◆ Selection:
******

For Windows deployments, the Media Control Platform can run one or both VoiceXML interpreters (NGI and GVPi), and both are installed by default. Voice application, or IVR Profile, provisioning determines which interpreter to use for a particular voice application. You can also specify which interpreter to use as the default VoiceXML interpreter for GVP.

The following subsections briefly describe the GVP 9.0 interpreters, to provide a context for the syntactic and semantic differences between the applications that they support.

NGI

The NGI is the default VoiceXML interpreter for voice applications that are running on GVP 9.0. It was introduced with GVP 8.0 and is built on scalable architecture that leverages multi core and multiprocessor environments.

The NGI parses VoiceXML documents in stricter accordance with the VoiceXML and Speech Synthesis Markup Language (SSML) schemas, with GVP extensions. Any element or attribute that violates the schemas generates a parsing error.

In 8.1.5, a new parser was introduced for XML documents that are retrieved by using the <data> element. Its behavior differs from the previous parser in the following ways:

Entity declaration elements (<!ENTITY> elements) in the XML document type declaration are not handled and an error.semantic is generated when XML documents that contain these elements are retrieved.
Namespace declaration attributes (xmlns attributes) within an element are not exposed as normal attributes in the exposed DOM object.
If there is no namespace declaration with a local name in the XML document, the prefix property of the Node object in the exposed DOM.
If the same local name is redefined with another namespace URI, the document does not treat the re-definition correctly.
The Attr object's child Nodes property is evaluated to null, instead of the value of the attribute.
The evaluation of the <data> name variable returns the XML document. In the old implementation, it returned the [object VG_DOM_CLASS] string.

Tip

You can revert the NGI back to the old behavior by setting the value of the data.use_xerces_dom_parser configuration object in the [vxmli] section of the Media Control Platform Application to true.

For more information about NGI support for the VoiceXML and SSML schemas and GVP extensions, see the GVP Voice XML Help.

The NGI supports the CTI interface through SIP INVITE and REFER messages, and in GVP 8.1 and above, supports Linux as well as Windows.

******

◆ Given material:

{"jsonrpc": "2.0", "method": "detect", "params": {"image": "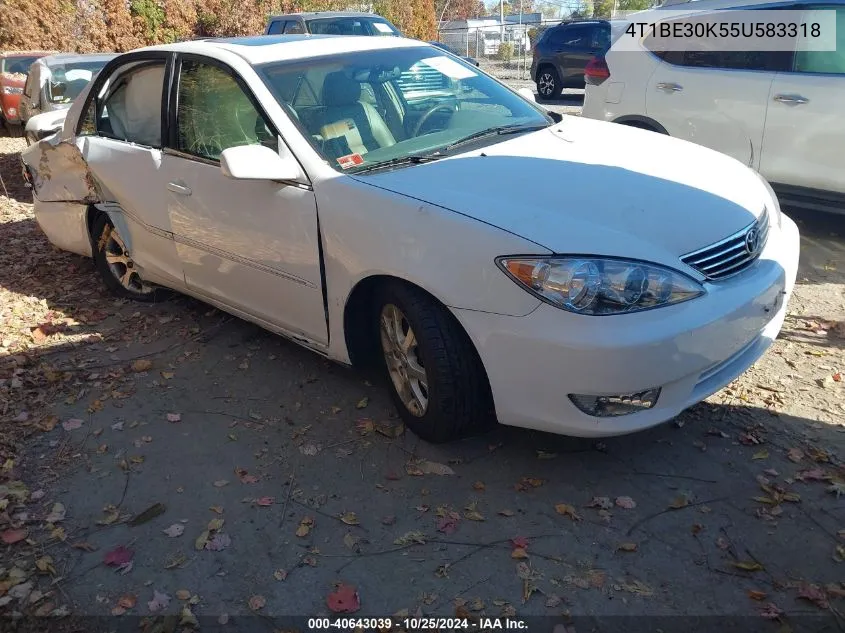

******

◆ Set tasks:
[1] Answer these questions from the interpreter passage.
(a) Which two VoiceXML interpreters can the Media Control Platform run in Windows deployments?
(b) In which GVP release was the NGI introduced?
(c) Which configuration object reverts the NGI to the old parser behavior, and to what value must it be set?
[2] Copy the interpreter passage word for word, starting at "In 8.1.5, a" and ending at "the re-definition correctly.".
The data has no connection to the interpreter passage.

◆ Results of the tasks:
[1]
(a) NGI and GVPi.
(b) GVP 8.0.
(c) The data.use_xerces_dom_parser configuration object, in the [vxmli] section of the Media Control Platform Application, set to true.

[2]
In 8.1.5, a new parser was introduced for XML documents that are retrieved by using the <data> element. Its behavior differs from the previous parser in the following ways:

Entity declaration elements (<!ENTITY> elements) in the XML document type declaration are not handled and an error.semantic is generated when XML documents that contain these elements are retrieved.
Namespace declaration attributes (xmlns attributes) within an element are not exposed as normal attributes in the exposed DOM object.
If there is no namespace declaration with a local name in the XML document, the prefix property of the Node object in the exposed DOM.
If the same local name is redefined with another namespace URI, the document does not treat the re-definition correctly.